Our second subanalysis studied whether or not the intervention effectiveness faded over time, even with continued alerts. To assess whether providers were tiring of the intervention, we divided the time following the beginning of the intervention into five quarters (3-mo periods) following the introduction of the intervention; within each time period, the intervention effect was otherwise assessed exactly as in the main analysis. Dividing the study in this way allowed us to see whether the effect waned over the period of the study, and to test whether providers might be paying less attention to the intervention with repeated exposure over time.
As in the original study, provider behavior change was measured as the difference, by study arm, between the outcomes in the period before and after the trial (except for bronchiolitis, as mentioned above). Measuring each provider's behavior as a change from baseline served two functions. First, it controlled for each provider's individual prescribing practices, and second, it reduced the random variance in the outcome measure, affording our analysis greater power. Because we measured the outcomes as a change in individual behavior, it was not necessary to control for provider-specific potential confounders. To test the primary hypothesis we used weighted regression analyses, controlled for clustering by provider, to test the difference in behavior change between the treatment and control groups. Weighted regression analyses, again controlling for clustering by provider, were also used to assess the statistical significance of the behavior change within the treatment and control groups.
The provider panels were unbalanced because of different work styles and schedules, and some providers had many more visits than others. As a result, the outcomes (mean change in provider behavior) were estimated with a greater degree of precision for providers with many visits than for providers with fewer visits. To account for this in the regression analyses, we conducted weighted analyses, whereby each provider's behavior contributed information to the analysis proportional to the precision with which their mean was estimated. As in the original analysis, this method achieved greater precision in the intervention estimates than unweighted analyses.

## Excerpted records

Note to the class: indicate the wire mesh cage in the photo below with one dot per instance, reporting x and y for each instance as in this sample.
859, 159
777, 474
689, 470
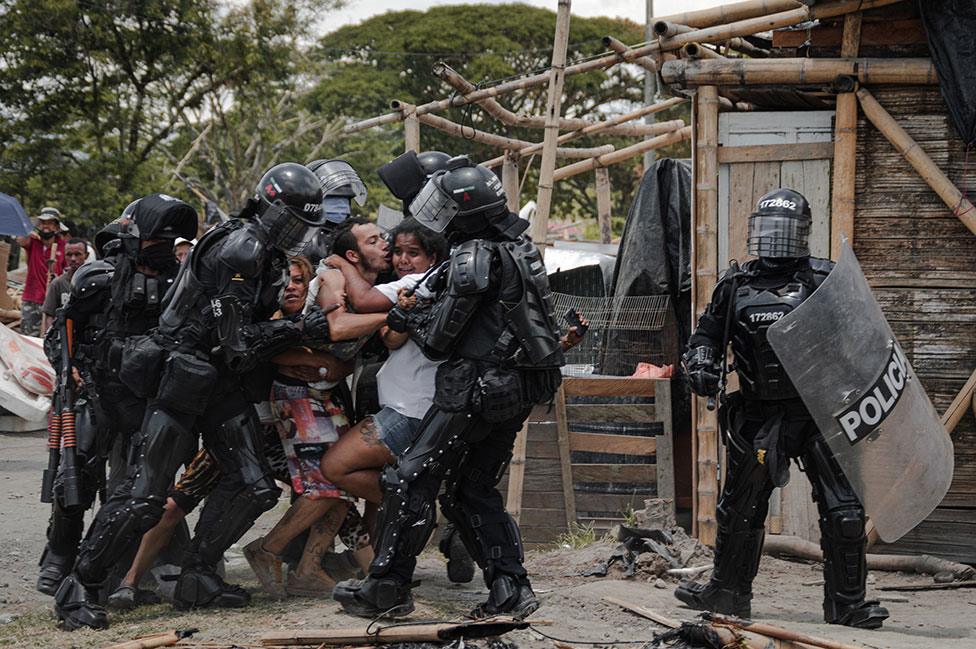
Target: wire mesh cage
623, 332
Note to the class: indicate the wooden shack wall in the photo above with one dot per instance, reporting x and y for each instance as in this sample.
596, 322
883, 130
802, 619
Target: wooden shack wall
921, 263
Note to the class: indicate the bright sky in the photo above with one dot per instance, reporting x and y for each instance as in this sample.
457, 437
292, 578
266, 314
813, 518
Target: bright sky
359, 10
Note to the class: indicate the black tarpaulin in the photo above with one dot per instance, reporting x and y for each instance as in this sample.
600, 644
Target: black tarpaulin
950, 26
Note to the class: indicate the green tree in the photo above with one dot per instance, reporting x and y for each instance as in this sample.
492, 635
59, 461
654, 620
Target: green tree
390, 57
94, 92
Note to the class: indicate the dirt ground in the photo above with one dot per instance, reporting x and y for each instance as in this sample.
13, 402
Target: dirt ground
784, 593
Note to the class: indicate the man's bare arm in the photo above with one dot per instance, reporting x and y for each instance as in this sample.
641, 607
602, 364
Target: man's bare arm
342, 324
363, 296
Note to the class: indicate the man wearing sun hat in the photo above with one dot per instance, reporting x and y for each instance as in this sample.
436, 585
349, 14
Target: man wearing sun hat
45, 258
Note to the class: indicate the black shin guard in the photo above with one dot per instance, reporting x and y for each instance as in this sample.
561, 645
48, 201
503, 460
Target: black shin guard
843, 542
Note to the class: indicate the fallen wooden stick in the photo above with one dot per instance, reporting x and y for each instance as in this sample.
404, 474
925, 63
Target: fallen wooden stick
777, 632
164, 639
948, 586
726, 636
395, 633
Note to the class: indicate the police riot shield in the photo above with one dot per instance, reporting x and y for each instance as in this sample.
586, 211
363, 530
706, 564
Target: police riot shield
867, 401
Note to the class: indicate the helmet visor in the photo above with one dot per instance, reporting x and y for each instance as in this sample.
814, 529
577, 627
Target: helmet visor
433, 208
778, 236
338, 178
336, 209
286, 232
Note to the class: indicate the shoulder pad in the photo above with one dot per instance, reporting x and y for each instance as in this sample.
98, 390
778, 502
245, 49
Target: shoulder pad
243, 252
821, 266
91, 278
470, 267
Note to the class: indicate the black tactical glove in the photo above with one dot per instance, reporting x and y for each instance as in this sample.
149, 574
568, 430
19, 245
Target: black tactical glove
396, 320
704, 372
315, 325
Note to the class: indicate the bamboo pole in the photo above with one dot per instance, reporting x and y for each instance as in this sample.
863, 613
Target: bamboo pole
777, 632
510, 180
606, 126
919, 160
502, 142
724, 14
736, 72
411, 127
603, 204
959, 405
557, 75
704, 277
845, 148
627, 54
623, 154
670, 30
699, 51
717, 34
492, 107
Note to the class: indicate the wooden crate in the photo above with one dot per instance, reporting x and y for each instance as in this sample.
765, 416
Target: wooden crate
574, 474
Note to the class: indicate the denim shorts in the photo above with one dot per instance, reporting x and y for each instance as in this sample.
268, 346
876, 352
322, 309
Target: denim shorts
397, 431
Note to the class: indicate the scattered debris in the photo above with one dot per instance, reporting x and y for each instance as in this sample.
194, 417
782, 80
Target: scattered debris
955, 584
164, 639
395, 633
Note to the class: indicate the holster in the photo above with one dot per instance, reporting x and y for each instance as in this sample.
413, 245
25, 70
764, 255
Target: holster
141, 365
186, 383
454, 385
499, 394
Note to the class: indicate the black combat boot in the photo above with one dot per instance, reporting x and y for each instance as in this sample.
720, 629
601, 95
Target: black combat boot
201, 587
54, 568
508, 595
460, 566
374, 597
74, 605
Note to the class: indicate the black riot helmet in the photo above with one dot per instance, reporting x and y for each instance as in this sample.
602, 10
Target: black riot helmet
780, 226
289, 206
156, 216
406, 174
91, 278
465, 197
338, 178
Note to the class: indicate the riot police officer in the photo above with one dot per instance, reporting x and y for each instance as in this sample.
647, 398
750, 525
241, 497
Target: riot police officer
202, 371
765, 423
492, 321
341, 185
111, 300
406, 174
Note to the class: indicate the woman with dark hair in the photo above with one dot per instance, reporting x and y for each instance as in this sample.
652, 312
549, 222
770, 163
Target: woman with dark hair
309, 420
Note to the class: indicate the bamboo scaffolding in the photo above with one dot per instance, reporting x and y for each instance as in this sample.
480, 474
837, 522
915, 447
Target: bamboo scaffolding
603, 204
502, 142
704, 228
959, 405
605, 127
699, 51
626, 54
731, 12
717, 34
411, 127
492, 107
510, 180
792, 71
608, 159
845, 148
557, 75
920, 161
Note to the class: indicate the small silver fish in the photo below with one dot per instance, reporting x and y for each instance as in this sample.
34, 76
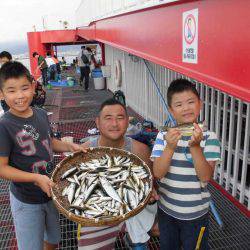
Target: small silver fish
186, 129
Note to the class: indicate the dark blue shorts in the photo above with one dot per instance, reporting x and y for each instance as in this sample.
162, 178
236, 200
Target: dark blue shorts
175, 233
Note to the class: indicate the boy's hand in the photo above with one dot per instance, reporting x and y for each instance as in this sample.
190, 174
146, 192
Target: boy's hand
154, 196
196, 137
172, 137
73, 147
44, 183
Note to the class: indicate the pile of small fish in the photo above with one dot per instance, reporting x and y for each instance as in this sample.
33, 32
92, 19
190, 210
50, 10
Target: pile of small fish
105, 187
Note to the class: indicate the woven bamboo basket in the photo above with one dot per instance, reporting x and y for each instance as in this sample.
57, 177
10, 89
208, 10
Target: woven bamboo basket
62, 203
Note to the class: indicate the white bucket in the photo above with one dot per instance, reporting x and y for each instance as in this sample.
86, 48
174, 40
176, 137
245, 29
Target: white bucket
99, 83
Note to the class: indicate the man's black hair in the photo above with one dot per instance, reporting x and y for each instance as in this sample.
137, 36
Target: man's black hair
6, 54
35, 54
178, 86
111, 102
13, 70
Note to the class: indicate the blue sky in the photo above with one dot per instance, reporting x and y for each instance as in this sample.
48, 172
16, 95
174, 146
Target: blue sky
19, 17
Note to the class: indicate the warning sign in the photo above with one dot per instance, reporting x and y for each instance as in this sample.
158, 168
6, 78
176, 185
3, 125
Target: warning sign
190, 36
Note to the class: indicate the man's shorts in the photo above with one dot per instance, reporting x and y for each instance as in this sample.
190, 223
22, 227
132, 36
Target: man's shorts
34, 224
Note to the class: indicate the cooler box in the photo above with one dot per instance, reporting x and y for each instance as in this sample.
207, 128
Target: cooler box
99, 81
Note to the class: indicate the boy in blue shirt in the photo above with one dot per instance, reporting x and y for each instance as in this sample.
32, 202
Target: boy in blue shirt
26, 159
184, 164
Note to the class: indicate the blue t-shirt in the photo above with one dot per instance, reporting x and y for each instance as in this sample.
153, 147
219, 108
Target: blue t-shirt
182, 194
27, 143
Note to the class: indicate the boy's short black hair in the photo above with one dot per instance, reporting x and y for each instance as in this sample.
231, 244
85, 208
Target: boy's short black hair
35, 54
6, 54
111, 102
178, 86
13, 70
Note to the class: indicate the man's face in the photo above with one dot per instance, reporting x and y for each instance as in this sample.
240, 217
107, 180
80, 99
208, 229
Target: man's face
18, 94
112, 122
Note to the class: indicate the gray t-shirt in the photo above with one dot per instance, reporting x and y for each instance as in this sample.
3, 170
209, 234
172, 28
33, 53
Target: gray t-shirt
27, 143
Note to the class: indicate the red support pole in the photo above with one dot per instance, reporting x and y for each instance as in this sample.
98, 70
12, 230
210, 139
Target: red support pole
35, 45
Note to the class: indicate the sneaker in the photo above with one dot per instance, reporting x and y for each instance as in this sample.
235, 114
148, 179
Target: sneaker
134, 246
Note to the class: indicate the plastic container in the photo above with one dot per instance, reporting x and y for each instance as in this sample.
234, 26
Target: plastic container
62, 83
99, 81
96, 73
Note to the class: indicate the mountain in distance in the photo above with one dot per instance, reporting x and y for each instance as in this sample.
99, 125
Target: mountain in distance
14, 47
21, 47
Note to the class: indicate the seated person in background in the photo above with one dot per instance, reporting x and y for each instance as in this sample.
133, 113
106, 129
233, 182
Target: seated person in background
112, 123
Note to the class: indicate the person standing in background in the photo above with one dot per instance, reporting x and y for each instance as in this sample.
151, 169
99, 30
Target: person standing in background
42, 65
52, 72
5, 56
84, 63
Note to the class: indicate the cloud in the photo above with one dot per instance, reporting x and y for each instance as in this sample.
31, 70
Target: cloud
19, 17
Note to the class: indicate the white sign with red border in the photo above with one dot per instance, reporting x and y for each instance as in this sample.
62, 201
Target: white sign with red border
190, 36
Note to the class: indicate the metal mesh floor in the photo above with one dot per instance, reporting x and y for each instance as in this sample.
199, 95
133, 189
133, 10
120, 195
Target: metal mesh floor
74, 102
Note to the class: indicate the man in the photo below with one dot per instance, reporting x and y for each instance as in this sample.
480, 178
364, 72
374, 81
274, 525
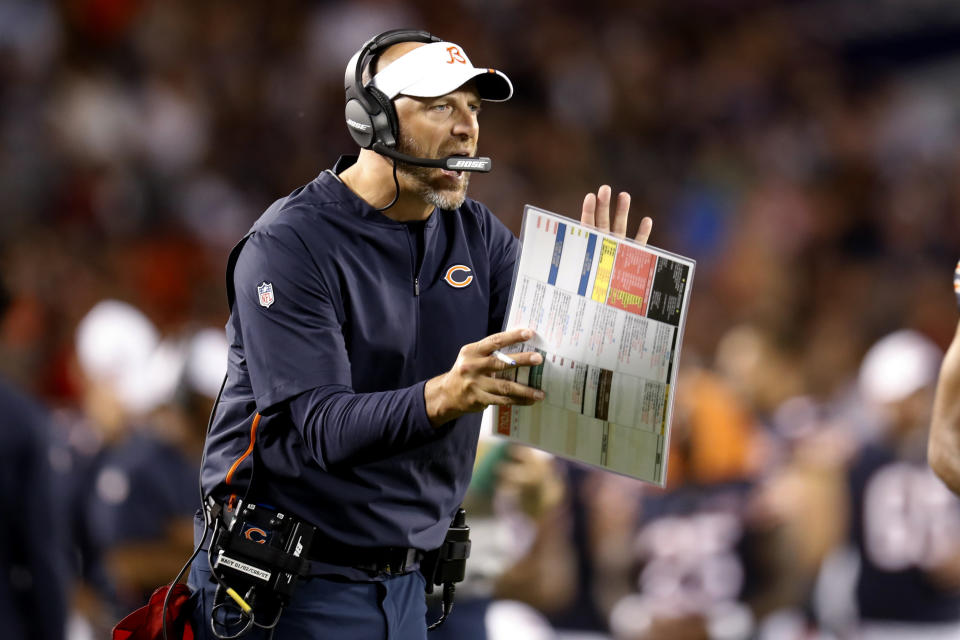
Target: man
944, 444
904, 523
361, 352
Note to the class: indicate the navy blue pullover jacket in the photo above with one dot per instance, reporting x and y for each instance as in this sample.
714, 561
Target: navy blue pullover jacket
333, 332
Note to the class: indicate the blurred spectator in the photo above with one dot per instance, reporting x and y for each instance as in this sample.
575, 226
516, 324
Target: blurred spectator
33, 553
944, 444
905, 524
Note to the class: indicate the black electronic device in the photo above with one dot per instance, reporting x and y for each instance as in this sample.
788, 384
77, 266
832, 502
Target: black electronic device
257, 557
447, 565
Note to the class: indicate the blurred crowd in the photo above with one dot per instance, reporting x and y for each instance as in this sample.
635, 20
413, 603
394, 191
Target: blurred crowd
804, 152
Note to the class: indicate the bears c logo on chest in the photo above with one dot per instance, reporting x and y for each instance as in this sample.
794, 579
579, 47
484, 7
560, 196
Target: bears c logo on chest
458, 276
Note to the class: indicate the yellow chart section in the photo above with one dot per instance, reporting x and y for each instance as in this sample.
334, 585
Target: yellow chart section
608, 251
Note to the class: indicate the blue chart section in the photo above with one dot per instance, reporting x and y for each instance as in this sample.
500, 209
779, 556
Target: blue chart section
587, 265
557, 252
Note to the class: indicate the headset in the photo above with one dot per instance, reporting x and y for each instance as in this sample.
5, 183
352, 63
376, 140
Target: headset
370, 115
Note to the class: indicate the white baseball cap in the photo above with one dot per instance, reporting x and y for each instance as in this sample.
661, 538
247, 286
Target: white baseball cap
436, 69
898, 365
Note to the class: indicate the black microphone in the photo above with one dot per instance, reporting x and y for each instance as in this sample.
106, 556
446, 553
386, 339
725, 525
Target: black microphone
452, 163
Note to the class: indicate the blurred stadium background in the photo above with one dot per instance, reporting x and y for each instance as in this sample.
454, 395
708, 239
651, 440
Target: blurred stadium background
804, 152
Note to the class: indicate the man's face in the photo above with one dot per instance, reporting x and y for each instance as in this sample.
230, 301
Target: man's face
437, 128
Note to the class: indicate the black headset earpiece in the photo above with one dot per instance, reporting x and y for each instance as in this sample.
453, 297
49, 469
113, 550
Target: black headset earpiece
370, 115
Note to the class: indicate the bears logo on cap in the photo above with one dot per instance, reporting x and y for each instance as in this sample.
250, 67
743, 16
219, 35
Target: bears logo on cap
454, 279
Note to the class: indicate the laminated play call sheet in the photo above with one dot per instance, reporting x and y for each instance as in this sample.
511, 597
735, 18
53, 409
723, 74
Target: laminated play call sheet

## Tasks to perform
(A) Translate this sentence from the methods text into Spanish: "Measuring each provider's behavior as a change from baseline served two functions."
(B) Reproduce the stretch of the methods text from "The provider panels" through "than unweighted analyses.".

## Results by task
(A) Medir el comportamiento de cada proveedor como un cambio con respecto a la línea de base cumplía dos funciones.

(B)
The provider panels were unbalanced because of different work styles and schedules, and some providers had many more visits than others. As a result, the outcomes (mean change in provider behavior) were estimated with a greater degree of precision for providers with many visits than for providers with fewer visits. To account for this in the regression analyses, we conducted weighted analyses, whereby each provider's behavior contributed information to the analysis proportional to the precision with which their mean was estimated. As in the original analysis, this method achieved greater precision in the intervention estimates than unweighted analyses.